- _Document text_
--------

3D Printed Stretchable Liquid Gallium Battery

People involved:

Guilherme Costa

Pedro Alhais Lopes

Afsaneh L. Sanati

André F. Silva

Marta Calisto Freitas

Anibal T. de Almeida

Mahmoud Tavakoli

Despite the rapid progress on soft and stretchable batteries, current fabrication techniques involve manual disposition and stencil/screen printing. Here, for the first time, a 3D-printed Ag–Ga battery is introduced through subsequent printing of four sinter-free composites: a stretchable Liquid Metal (LM) EGaIn-Ag-Styrene-isoprene block copolymers (SIS), and Carbon-SIS current collectors; Ag2O-SIS cathode; and a novel Ga-C-SIS anode. Being sinter-free results in faster printing, and compatibility with heat-sensitive substrates. Although the Ga-C-SIS is solid-like and nonsmearing after printing, it creates a liquid interface after contacting with the electrolyte. This results in a self-feeding and self-aggregation mechanism that brings more gallium to the surface and delays the formation of the dead surface. The recordbreaking areal capacity of ≈19.4 mAh cm−2, along with excellent stretchability (>130% Max. strain), makes the Ag–Ga battery an excellent alternative to Ag–Zn batteries. Surprisingly, digital printing results in 3x higher areal capacity compared to stencil printing, due to greater gallium exposure at the surface. The desired voltage and current output can be customized by printing several battery cells and interconnect them in series/parallel. Also, printing of sensors, electrodes, batteries, and interconnects on a biomonitoring e-textile for simultaneous monitoring of electrocardiography, body temperature, and respiration is demonstrated.

A) Preparation of the gallium-carbon-SIS digitally printable ink: i,ii) First CB is mixed with the SIS solution with the help of Toluene; iii,iv) Melted gallium 60°C is added, and mixed with the solution iv) Ga-C-SIS printable paste. B) When discharging the battery, gallium is converted to gallium (III) oxide whereas the silver oxide turns into metallic silver. The electrons flow from the anode to the cathode. C) Digitally printing a silver– gallium battery: i,vi) Extrusion printer depositing the materials ii,v) Printing the 1st CC. iii,vi) Printing the 2nd CC. iv) Printing the electrodes; vii) Placing the electrolyte. D) The role of carbon in the anode: i) Sheet resistance measurements of gallium electrodes with different CB:Ga ratio; ii) Schematic demonstrating the role of the CB in percolating the gallium particles. E) Digitally printing 2 batteries with 6 cells each in parallel and in series. Each battery had 3 battery cells in parallel and 2 in series.

--------

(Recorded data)

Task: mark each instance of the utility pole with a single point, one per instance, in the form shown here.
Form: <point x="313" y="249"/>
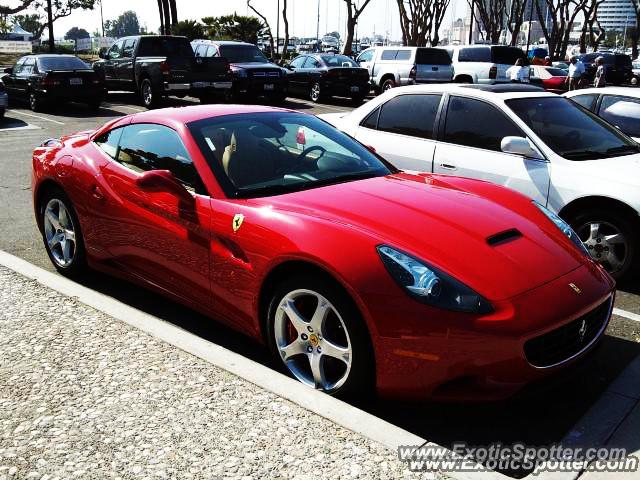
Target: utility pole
<point x="52" y="46"/>
<point x="530" y="21"/>
<point x="101" y="18"/>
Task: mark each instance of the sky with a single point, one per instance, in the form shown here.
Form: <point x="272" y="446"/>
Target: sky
<point x="380" y="16"/>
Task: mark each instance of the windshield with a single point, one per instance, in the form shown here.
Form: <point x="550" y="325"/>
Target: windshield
<point x="271" y="153"/>
<point x="242" y="54"/>
<point x="338" y="61"/>
<point x="61" y="63"/>
<point x="570" y="130"/>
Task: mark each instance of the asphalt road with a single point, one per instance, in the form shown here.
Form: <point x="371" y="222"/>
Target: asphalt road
<point x="541" y="414"/>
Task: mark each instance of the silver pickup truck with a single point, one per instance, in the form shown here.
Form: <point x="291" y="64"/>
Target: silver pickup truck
<point x="397" y="66"/>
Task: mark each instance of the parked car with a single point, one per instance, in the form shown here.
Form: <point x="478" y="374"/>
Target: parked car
<point x="324" y="75"/>
<point x="620" y="106"/>
<point x="159" y="66"/>
<point x="397" y="66"/>
<point x="290" y="231"/>
<point x="253" y="74"/>
<point x="536" y="142"/>
<point x="553" y="79"/>
<point x="46" y="79"/>
<point x="4" y="100"/>
<point x="483" y="64"/>
<point x="617" y="66"/>
<point x="635" y="71"/>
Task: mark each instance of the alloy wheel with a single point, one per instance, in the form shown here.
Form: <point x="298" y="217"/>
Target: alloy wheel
<point x="606" y="244"/>
<point x="60" y="233"/>
<point x="312" y="340"/>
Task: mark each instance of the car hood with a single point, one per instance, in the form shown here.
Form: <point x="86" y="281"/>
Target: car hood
<point x="448" y="226"/>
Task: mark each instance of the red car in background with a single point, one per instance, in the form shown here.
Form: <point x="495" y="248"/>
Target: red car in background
<point x="355" y="274"/>
<point x="553" y="78"/>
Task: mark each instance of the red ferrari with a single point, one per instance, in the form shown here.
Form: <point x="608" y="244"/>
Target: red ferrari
<point x="355" y="274"/>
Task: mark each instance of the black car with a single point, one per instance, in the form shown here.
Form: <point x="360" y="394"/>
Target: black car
<point x="158" y="66"/>
<point x="252" y="72"/>
<point x="617" y="66"/>
<point x="326" y="75"/>
<point x="46" y="79"/>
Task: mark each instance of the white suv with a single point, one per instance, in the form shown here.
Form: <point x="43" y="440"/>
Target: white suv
<point x="538" y="143"/>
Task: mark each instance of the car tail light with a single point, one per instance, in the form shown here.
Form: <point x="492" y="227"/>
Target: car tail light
<point x="49" y="81"/>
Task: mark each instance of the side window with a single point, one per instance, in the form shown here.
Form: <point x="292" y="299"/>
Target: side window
<point x="127" y="49"/>
<point x="587" y="101"/>
<point x="298" y="62"/>
<point x="365" y="56"/>
<point x="412" y="115"/>
<point x="115" y="50"/>
<point x="155" y="147"/>
<point x="474" y="123"/>
<point x="388" y="55"/>
<point x="108" y="142"/>
<point x="623" y="112"/>
<point x="403" y="55"/>
<point x="372" y="120"/>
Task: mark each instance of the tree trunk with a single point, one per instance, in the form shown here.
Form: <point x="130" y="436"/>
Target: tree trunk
<point x="52" y="43"/>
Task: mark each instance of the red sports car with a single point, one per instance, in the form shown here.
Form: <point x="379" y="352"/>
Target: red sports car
<point x="353" y="273"/>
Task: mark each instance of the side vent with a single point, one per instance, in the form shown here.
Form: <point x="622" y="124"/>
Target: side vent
<point x="503" y="237"/>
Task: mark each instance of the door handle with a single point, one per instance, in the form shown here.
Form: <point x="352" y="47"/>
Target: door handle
<point x="447" y="166"/>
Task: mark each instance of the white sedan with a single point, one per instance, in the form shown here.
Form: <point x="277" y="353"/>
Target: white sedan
<point x="535" y="142"/>
<point x="620" y="106"/>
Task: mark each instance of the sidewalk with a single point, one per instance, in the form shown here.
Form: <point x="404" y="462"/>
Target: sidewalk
<point x="85" y="396"/>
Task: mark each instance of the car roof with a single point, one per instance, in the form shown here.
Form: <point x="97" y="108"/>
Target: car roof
<point x="501" y="90"/>
<point x="626" y="91"/>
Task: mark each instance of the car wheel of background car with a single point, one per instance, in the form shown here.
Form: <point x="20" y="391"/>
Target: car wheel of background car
<point x="318" y="336"/>
<point x="148" y="96"/>
<point x="61" y="233"/>
<point x="611" y="238"/>
<point x="35" y="103"/>
<point x="315" y="92"/>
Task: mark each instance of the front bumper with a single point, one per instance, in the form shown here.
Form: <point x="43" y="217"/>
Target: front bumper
<point x="464" y="357"/>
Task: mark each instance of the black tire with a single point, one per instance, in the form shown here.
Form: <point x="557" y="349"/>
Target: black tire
<point x="315" y="92"/>
<point x="149" y="96"/>
<point x="36" y="104"/>
<point x="387" y="84"/>
<point x="610" y="219"/>
<point x="78" y="265"/>
<point x="361" y="377"/>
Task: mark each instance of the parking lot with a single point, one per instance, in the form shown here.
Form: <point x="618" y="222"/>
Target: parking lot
<point x="542" y="414"/>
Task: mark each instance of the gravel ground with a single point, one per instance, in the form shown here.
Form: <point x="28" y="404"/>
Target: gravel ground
<point x="85" y="396"/>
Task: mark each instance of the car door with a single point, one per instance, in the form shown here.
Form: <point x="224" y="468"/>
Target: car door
<point x="156" y="235"/>
<point x="109" y="64"/>
<point x="469" y="146"/>
<point x="623" y="112"/>
<point x="124" y="65"/>
<point x="402" y="130"/>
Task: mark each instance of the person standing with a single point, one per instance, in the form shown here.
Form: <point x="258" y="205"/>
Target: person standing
<point x="518" y="73"/>
<point x="599" y="80"/>
<point x="576" y="70"/>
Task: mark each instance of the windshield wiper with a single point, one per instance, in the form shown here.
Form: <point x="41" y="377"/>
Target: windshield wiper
<point x="623" y="149"/>
<point x="584" y="155"/>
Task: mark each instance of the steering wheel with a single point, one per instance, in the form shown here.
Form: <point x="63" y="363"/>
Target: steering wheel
<point x="307" y="151"/>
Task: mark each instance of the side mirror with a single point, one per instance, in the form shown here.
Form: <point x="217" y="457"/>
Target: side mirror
<point x="163" y="181"/>
<point x="520" y="146"/>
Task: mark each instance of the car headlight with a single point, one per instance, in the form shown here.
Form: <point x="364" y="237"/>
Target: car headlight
<point x="564" y="227"/>
<point x="430" y="285"/>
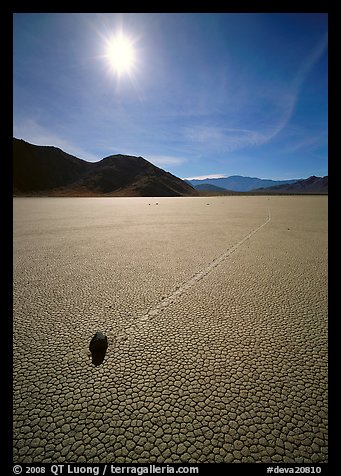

--------

- _What you will do_
For each statement below, say yes or no depending on whether it agrees with the gallium battery text, and quote the words of the text that decide it. (a) The Ga-C-SIS anode stays solid after it contacts the electrolyte. (b) Digital printing gives about three times the areal capacity of stencil printing. (c) When the battery discharges, electrons flow from the cathode to the anode.

- _Result for this exercise_
(a) No: "it creates a liquid interface after contacting with the electrolyte."
(b) Yes: "digital printing results in 3x higher areal capacity compared to stencil printing"
(c) No: "The electrons flow from the anode to the cathode."